__What to do__: For the listing below, print exactly the lines from the line with "Query: green ball" to the line with "Query: toy on shelf", both included, and nothing beyond them.

[Material for the task Boundary: Start]

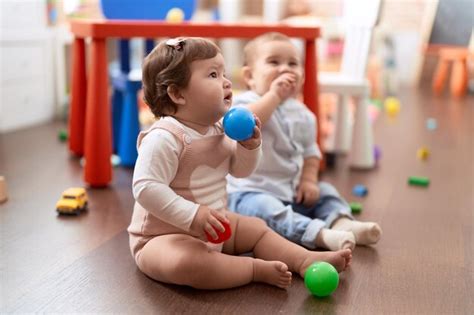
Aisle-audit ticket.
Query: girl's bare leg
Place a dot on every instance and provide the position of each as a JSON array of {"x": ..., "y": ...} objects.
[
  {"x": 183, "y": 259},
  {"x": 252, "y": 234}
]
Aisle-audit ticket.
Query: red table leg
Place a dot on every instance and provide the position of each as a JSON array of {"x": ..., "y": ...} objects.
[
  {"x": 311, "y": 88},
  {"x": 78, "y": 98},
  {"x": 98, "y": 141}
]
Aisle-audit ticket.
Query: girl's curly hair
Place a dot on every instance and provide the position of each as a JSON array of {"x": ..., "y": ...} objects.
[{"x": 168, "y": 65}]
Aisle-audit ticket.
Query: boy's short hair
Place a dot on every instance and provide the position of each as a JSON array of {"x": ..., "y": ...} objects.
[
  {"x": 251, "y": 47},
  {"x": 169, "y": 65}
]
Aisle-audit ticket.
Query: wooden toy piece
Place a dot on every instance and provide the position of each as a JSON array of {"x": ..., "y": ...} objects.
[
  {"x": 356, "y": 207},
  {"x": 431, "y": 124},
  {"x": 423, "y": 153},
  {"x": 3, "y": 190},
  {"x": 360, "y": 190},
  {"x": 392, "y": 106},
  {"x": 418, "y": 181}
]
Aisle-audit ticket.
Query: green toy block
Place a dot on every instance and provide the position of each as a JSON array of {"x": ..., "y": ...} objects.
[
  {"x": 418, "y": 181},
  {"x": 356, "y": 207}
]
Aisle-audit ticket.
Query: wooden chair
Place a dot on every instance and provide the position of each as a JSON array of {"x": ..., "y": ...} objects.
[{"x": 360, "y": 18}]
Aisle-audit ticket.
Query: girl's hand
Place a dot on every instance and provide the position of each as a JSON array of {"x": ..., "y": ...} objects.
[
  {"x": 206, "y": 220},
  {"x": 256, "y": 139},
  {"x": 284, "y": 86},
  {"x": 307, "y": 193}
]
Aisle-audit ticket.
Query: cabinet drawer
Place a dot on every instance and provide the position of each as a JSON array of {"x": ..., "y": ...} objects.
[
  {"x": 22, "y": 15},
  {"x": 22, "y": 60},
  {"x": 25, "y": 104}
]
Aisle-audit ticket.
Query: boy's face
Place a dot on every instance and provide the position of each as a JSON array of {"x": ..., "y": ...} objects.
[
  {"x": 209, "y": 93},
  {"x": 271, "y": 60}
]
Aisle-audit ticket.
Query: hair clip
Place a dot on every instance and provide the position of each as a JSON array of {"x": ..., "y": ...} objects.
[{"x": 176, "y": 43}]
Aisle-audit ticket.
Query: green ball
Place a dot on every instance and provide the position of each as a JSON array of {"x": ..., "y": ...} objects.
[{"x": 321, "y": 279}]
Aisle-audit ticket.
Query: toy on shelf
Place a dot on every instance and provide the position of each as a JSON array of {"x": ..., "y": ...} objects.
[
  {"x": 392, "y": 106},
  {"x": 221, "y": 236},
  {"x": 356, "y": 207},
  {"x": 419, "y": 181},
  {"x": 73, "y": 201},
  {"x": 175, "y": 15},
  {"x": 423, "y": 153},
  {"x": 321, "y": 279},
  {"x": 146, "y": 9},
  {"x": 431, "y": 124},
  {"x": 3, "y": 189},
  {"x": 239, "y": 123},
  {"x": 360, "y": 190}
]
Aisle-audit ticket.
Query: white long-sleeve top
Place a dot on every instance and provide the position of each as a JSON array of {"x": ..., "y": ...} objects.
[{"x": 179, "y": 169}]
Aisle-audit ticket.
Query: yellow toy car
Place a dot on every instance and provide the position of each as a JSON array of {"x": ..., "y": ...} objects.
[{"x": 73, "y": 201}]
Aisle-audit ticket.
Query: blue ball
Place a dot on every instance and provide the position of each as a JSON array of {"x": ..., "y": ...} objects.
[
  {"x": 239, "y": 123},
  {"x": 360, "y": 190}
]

[Material for the task Boundary: End]
[Material for the task Boundary: Start]

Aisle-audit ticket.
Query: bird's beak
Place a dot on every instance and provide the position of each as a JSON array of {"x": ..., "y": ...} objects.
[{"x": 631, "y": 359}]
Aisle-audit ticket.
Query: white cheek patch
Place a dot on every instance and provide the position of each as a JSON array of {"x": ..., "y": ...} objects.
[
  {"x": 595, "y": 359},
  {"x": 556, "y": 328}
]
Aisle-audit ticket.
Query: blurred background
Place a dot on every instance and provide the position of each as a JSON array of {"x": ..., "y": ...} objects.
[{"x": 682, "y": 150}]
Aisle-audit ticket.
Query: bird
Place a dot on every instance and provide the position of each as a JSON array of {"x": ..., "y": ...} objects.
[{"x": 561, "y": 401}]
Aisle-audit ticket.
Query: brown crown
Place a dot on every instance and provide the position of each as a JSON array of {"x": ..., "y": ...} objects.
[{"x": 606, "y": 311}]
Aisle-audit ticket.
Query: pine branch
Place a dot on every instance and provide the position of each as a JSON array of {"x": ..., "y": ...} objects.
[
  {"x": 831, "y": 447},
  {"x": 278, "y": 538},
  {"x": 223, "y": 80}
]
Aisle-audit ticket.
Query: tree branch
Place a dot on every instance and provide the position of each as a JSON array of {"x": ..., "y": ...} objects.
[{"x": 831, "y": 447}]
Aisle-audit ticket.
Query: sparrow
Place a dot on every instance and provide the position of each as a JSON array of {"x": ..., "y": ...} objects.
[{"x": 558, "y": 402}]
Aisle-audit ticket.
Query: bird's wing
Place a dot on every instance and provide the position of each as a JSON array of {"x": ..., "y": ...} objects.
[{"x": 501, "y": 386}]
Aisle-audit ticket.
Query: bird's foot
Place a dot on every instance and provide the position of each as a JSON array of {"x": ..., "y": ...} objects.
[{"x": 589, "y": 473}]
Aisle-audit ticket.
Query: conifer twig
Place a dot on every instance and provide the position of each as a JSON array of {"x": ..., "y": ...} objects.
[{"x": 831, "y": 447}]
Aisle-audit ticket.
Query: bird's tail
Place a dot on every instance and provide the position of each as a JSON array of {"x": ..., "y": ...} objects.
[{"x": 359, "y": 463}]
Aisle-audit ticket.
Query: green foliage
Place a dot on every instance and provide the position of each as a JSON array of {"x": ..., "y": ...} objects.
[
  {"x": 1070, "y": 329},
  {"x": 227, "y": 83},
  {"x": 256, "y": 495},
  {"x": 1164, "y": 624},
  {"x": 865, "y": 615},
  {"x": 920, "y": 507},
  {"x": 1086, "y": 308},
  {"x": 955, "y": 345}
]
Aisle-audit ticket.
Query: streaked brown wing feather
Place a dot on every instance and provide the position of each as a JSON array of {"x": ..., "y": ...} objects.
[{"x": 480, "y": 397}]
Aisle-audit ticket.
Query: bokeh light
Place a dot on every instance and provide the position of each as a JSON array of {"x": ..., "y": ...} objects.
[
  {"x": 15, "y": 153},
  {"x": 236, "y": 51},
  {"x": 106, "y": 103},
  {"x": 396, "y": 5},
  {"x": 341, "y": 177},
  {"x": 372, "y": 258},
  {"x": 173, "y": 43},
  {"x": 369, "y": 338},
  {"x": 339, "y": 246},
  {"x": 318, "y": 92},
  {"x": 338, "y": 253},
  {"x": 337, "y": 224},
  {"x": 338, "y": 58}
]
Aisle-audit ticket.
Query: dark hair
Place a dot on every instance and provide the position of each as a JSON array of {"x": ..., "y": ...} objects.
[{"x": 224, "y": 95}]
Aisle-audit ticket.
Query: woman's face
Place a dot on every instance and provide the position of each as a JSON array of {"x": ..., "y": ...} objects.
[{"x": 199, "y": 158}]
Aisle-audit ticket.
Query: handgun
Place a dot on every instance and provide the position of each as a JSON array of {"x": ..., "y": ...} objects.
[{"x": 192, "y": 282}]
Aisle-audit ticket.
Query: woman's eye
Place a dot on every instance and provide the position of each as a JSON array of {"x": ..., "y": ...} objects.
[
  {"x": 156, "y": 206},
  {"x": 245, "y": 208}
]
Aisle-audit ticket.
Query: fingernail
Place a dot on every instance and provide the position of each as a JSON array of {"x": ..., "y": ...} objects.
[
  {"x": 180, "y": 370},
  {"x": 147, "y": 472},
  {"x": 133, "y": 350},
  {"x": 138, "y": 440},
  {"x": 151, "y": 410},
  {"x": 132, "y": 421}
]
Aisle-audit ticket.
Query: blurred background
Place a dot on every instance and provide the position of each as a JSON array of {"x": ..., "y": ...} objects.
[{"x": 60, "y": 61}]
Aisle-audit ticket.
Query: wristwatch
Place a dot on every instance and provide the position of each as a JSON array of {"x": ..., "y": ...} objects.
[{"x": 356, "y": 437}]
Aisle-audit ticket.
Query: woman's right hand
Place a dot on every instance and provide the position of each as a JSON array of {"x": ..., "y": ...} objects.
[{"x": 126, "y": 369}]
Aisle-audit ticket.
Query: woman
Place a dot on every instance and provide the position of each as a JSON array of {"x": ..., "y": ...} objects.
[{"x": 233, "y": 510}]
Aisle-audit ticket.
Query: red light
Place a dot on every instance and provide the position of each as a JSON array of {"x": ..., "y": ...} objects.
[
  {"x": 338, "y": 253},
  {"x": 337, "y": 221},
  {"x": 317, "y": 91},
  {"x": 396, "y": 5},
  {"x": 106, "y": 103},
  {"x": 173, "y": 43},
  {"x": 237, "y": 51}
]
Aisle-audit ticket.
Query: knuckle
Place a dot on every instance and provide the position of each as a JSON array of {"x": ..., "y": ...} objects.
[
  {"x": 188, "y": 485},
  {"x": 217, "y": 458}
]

[Material for the task Boundary: End]

__Response__:
Query: green ball
Place a dot on every instance and provide the position of each as a JSON array of {"x": ..., "y": ...} objects.
[{"x": 321, "y": 279}]
Aisle-audit ticket.
Query: toy on shelf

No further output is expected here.